Problem to solve:
Copy the records verbatim, starting at the line that contains "entry: utility pole" and ending at the final line of the records.

Data rows:
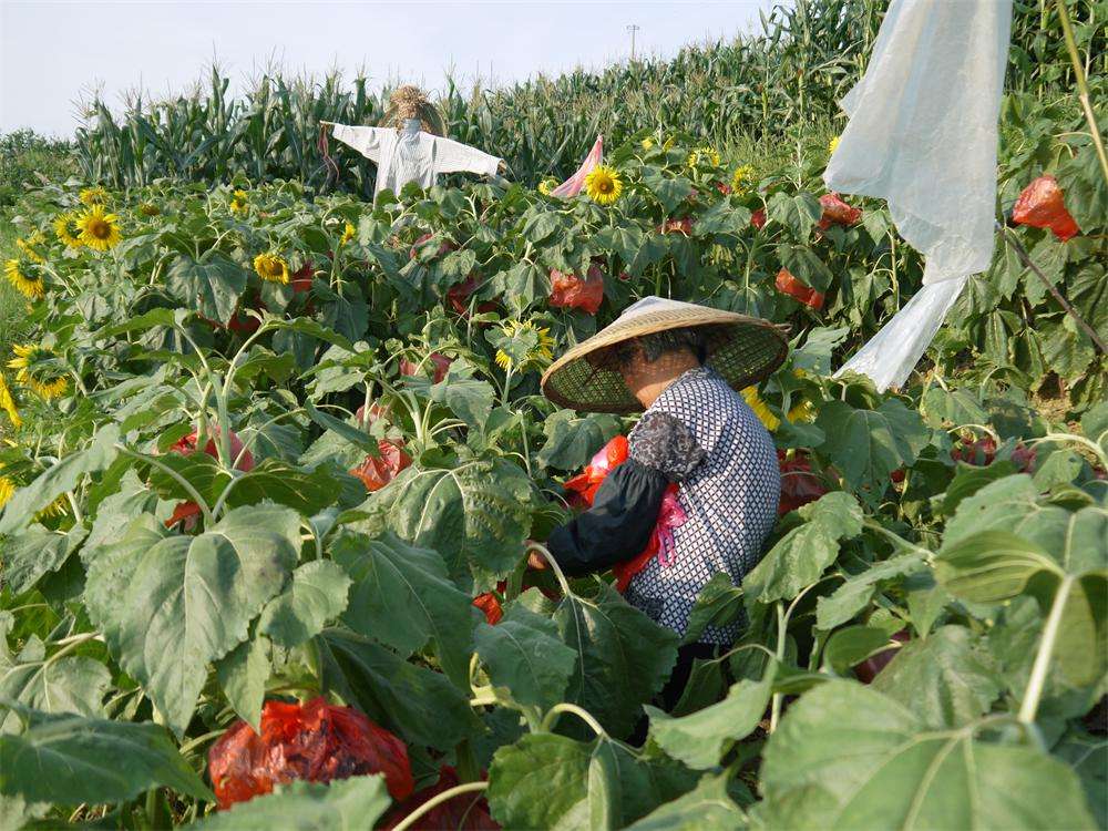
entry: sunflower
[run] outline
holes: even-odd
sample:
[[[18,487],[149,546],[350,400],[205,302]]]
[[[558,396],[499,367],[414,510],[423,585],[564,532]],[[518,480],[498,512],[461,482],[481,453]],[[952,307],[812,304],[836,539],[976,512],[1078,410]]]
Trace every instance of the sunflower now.
[[[245,214],[250,209],[250,197],[246,191],[235,191],[230,196],[230,213]]]
[[[496,339],[496,366],[507,370],[532,363],[544,366],[554,357],[554,338],[550,329],[541,329],[532,320],[509,320],[500,327]]]
[[[38,252],[38,248],[39,246],[45,245],[45,243],[47,237],[42,234],[42,232],[37,230],[27,239],[17,238],[16,247],[23,252],[29,260],[42,265],[47,261],[47,258]]]
[[[743,164],[735,168],[735,174],[731,176],[731,193],[742,195],[750,193],[750,185],[755,181],[755,168],[753,165]]]
[[[8,413],[12,427],[19,427],[23,423],[23,419],[19,414],[19,409],[16,407],[16,397],[11,394],[3,372],[0,372],[0,410]],[[2,500],[0,500],[0,504],[2,504]]]
[[[623,179],[612,167],[598,165],[585,176],[585,193],[598,205],[611,205],[623,193]]]
[[[34,343],[16,345],[11,349],[18,357],[8,361],[8,366],[19,370],[17,381],[30,387],[47,401],[65,393],[69,378],[53,363],[58,358],[53,349]]]
[[[78,217],[81,228],[81,242],[98,252],[106,252],[120,244],[120,218],[115,214],[104,213],[103,205],[93,205]]]
[[[107,191],[103,187],[86,187],[81,192],[81,202],[85,205],[103,205],[107,202]]]
[[[773,411],[769,409],[762,397],[758,394],[757,387],[747,387],[742,390],[742,398],[746,399],[747,404],[751,410],[755,411],[755,416],[758,420],[762,422],[767,430],[777,430],[781,424],[781,420],[773,414]]]
[[[288,283],[288,263],[276,254],[259,254],[254,258],[254,270],[266,283]]]
[[[41,300],[47,289],[42,285],[42,275],[39,267],[33,263],[23,263],[19,259],[9,259],[3,265],[4,276],[8,283],[16,287],[28,300]]]
[[[697,147],[689,153],[687,164],[689,167],[696,167],[698,164],[719,167],[719,151],[715,147]]]
[[[81,226],[76,224],[78,215],[62,214],[54,219],[54,235],[70,248],[81,247]]]

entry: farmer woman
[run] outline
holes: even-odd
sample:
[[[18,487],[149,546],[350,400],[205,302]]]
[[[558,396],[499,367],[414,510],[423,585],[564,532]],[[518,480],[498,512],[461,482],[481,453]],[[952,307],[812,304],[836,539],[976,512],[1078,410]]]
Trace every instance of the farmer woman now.
[[[547,547],[570,575],[604,572],[650,540],[670,483],[685,520],[668,556],[630,578],[627,601],[679,635],[715,574],[739,584],[758,563],[777,516],[780,473],[773,441],[736,390],[784,359],[783,334],[765,320],[647,297],[571,349],[543,377],[543,391],[575,410],[645,410],[629,456],[604,480],[593,506],[556,529]],[[533,566],[543,562],[534,554]],[[729,645],[738,626],[709,627],[684,646],[661,694],[671,709],[695,658]]]

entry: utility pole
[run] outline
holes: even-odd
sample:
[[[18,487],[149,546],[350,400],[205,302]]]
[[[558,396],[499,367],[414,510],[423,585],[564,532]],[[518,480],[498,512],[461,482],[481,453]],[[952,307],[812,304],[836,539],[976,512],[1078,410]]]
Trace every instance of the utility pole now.
[[[637,32],[638,29],[639,28],[637,25],[635,25],[634,23],[632,23],[629,27],[627,27],[627,31],[630,32],[630,60],[633,62],[635,60],[635,32]]]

Final answer:
entry: utility pole
[run] outline
holes: even-odd
sample:
[[[18,487],[149,546],[350,400],[205,302]]]
[[[558,396],[499,367],[414,510],[423,585],[564,532]],[[518,480],[498,512],[461,482],[481,453]],[[952,307],[812,304],[836,539],[976,512],[1078,410]]]
Trace every instance of the utility pole now.
[[[637,32],[638,29],[639,28],[637,25],[635,25],[634,23],[632,23],[629,27],[627,27],[627,31],[630,32],[630,60],[633,62],[635,60],[635,32]]]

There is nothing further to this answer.